Actions to take:
**1)** According to the remuneration report, on what date did the Annual General Meeting approve Optomed's remuneration policy?
**2)** Rewrite the part of the remuneration report that begins at the words "1. Remuneration of" and stops after "member of the Board of Directors.", replacing "Chairman" with "Chair".
**3)** According to the remuneration report, what is the Policy's purpose in attracting, retaining and motivating executive management?

Text section:
▽

Remuneration
Remuneration Policy and Remuneration Reports, Remuneration of Members of the Board of Directors, Remuneration of the CEO and Remuneration of Members of the Leadership Team.
Remuneration Report for Governing Bodies
This remuneration report for the financial year 2025 has been prepared according to the remuneration reporting section of the Finnish Corporate Governance Code 2025 as well as the provisions of the Finnish Securities Market Act and Limited Liability Companies Act. The remuneration and other financial benefits are reported on a cash basis.
The Annual General Meeting of Optomed Plc (“Optomed” or the “Company”) approved Optomed’s remuneration policy on 10 May 2024 (”Policy”). The remuneration policy is available on the Company’s website on https://www.optomed.com/investors/.
The goal of the Policy is to promote the Optomed’s long-term financial performance and sustainable shareholder value creation by attracting, retaining and motivating executive management to drive the Optomed strategy in alignment with all essential stakeholder interests. The Policy’s overriding objective is to ensure long-term pay-for-performance alignment at Optomed, that rewards for the delivery of Optomed’s strategy in a manner which is simple, straightforward and understandable. The Policy aims to support attracting, retaining and motivating individuals with the suitable caliber to lead Optomed.
The Company has not exercised the right to deviate from the Remuneration Policy nor exercised the option of clawback of remuneration.
The following table presents the development of the remuneration of the board of directors and the CEO compared to the development of the average remuneration of employees and to the group’s financial development over the preceding five financial years:
| In EUR thousand | 2025 | 2024 | 2023 | 2022 | 2021 |
| Board total remuneration1 | 144 | 133 | 131 | 95 | 110 |
| CEO total remuneration | 246 | 2592 | 181 | 137 | 128 |
| Average employee remuneration³ | 77 | 79 | 73 | 72 | 78 |
| Group revenue | 17,1M | 15,0M | 15,1M | 14,6M | 14,9M |
| Group EBITDA | -3,5 | -3,2 | -1,8 | -2,0 | -2,0 |
1) Does not include the consultancy fees of Petri Salonen. 2) includes 31 of CEO severance payment in 2024 3) Optomed’s annual reported personnel costs divided by the number of employees.
1. Remuneration of the Board of Directors
The General Meeting of Shareholders determines the remuneration payable to the members of the Board of Directors. The Annual General Meeting held of 2025 approved the following annual fees for the Board members:
- EUR 36,000 for the Chairman of the Board of Directors, and
- EUR 18,000 for each member of the Board of Directors.

△

Source excerpt:
▽

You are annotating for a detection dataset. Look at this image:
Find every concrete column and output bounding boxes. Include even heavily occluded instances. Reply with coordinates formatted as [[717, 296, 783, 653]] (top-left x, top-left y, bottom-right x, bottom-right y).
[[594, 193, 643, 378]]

△

Exercise responses:
**1)** It approved the policy on 10 May 2024.

**2)**
1. Remuneration of the Board of Directors
The General Meeting of Shareholders determines the remuneration payable to the members of the Board of Directors. The Annual General Meeting held of 2025 approved the following annual fees for the Board members:
- EUR 36,000 for the Chair of the Board of Directors, and
- EUR 18,000 for each member of the Board of Directors.

**3)** The purpose is to promote Optomed's long-term financial performance and sustainable shareholder value creation. Executive management is meant to drive the Optomed strategy in alignment with all essential stakeholder interests.